++++ QUOTED PASSAGE

Spatiotemporal Clustering with Neyman-Scott Processes via Connections to Bayesian Nonparametric Mixture Models
Wang, Yixin, Degleris, Anthony, Williams, Alex H., Linderman, Scott W.
Neyman-Scott processes (NSPs) are point process models that generate clusters of points in time or space. They are natural models for a wide range of phenomena, ranging from neural spike trains to document streams. The clustering property is achieved via a doubly stochastic formulation: first, a set of latent events is drawn from a Poisson process; then, each latent event generates a set of observed data points according to another Poisson process. This construction is similar to Bayesian nonparametric mixture models like the Dirichlet process mixture model (DPMM) in that the number of latent events (i.e. clusters) is a random variable, but the point process formulation makes the NSP especially well suited to modeling spatiotemporal data. While many specialized algorithms have been developed for DPMMs, comparatively fewer works have focused on inference in NSPs. Here, we present novel connections between NSPs and DPMMs, with the key link being a third class of Bayesian mixture models called mixture of finite mixture models (MFMMs). Leveraging this connection, we adapt the standard collapsed Gibbs sampling algorithm for DPMMs to enable scalable Bayesian inference on NSP models. We demonstrate the potential of Neyman-Scott processes on a variety of applications including sequence detection in neural spike trains and event detection in document streams.

++++++++

### [EXERCISE]
Answer these questions about the Neyman-Scott abstract:
1. What is drawn from a Poisson process in the first step of the doubly stochastic formulation?
2. Which third class of Bayesian mixture models links NSPs and DPMMs?
3. Which algorithm for DPMMs is adapted to enable inference on NSP models?
The rows that follow were drawn from a separate source.

++++ RECORDS SHOWN

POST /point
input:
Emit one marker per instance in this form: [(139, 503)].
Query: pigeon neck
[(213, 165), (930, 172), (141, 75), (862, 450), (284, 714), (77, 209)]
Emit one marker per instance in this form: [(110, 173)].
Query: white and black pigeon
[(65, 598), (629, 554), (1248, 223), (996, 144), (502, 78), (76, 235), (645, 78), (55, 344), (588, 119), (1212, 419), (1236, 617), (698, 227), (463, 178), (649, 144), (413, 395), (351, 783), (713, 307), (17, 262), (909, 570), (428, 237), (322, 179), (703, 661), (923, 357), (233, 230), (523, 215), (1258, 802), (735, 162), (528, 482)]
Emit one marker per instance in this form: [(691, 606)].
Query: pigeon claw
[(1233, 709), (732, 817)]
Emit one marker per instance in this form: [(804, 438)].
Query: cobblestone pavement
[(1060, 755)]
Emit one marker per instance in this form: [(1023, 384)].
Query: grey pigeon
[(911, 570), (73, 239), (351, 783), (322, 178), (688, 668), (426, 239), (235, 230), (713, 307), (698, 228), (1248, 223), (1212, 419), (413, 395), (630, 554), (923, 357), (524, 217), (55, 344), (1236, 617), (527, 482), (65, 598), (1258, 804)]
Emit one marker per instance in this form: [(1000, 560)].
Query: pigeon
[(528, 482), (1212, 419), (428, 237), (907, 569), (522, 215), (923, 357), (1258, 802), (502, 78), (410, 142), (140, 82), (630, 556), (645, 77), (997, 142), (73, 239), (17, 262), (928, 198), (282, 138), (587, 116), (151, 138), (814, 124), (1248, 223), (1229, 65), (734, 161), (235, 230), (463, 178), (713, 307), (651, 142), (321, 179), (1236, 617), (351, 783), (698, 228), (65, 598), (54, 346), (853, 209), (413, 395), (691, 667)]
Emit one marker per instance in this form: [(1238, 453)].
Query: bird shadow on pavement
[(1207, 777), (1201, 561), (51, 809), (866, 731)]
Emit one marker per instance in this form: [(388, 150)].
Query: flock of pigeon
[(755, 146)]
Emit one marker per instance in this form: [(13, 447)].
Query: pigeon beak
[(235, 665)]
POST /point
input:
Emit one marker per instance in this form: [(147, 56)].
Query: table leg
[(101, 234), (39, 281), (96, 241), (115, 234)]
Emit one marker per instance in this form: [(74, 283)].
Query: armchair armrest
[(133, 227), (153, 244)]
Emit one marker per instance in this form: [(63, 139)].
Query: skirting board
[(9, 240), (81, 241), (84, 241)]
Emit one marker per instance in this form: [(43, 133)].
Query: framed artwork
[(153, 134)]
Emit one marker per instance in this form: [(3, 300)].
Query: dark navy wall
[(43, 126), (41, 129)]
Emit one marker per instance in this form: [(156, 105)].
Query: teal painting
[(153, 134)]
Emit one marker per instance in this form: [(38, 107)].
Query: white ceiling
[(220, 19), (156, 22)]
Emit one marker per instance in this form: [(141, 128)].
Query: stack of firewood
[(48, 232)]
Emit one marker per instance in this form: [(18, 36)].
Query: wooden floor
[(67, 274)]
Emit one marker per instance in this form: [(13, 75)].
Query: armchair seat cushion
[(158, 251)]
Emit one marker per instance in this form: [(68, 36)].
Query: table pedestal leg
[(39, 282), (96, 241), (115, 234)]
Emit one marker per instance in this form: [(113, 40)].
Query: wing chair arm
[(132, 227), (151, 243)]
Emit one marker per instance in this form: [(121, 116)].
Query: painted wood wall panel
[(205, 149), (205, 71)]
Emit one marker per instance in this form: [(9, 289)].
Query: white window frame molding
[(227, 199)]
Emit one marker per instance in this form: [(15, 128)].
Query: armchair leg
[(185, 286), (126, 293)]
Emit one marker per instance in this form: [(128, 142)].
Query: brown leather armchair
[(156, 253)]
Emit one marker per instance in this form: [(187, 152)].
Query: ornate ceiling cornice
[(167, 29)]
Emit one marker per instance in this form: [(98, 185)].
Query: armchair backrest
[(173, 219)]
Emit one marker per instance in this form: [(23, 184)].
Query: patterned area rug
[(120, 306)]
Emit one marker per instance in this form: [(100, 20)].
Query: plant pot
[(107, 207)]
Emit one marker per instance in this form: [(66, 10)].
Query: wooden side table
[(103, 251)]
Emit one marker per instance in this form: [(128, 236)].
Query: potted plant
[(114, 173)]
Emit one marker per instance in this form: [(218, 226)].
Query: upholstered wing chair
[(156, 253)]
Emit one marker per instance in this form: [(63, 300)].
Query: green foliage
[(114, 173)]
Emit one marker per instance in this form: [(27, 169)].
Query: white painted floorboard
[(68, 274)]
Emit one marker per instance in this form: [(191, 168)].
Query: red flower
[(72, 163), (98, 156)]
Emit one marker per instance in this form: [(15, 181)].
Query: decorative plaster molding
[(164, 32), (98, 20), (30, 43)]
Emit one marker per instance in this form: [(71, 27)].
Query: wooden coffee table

++++++++

### [ANSWER BELOW]
1. A set of latent events.
2. Mixture of finite mixture models (MFMMs).
3. The standard collapsed Gibbs sampling algorithm.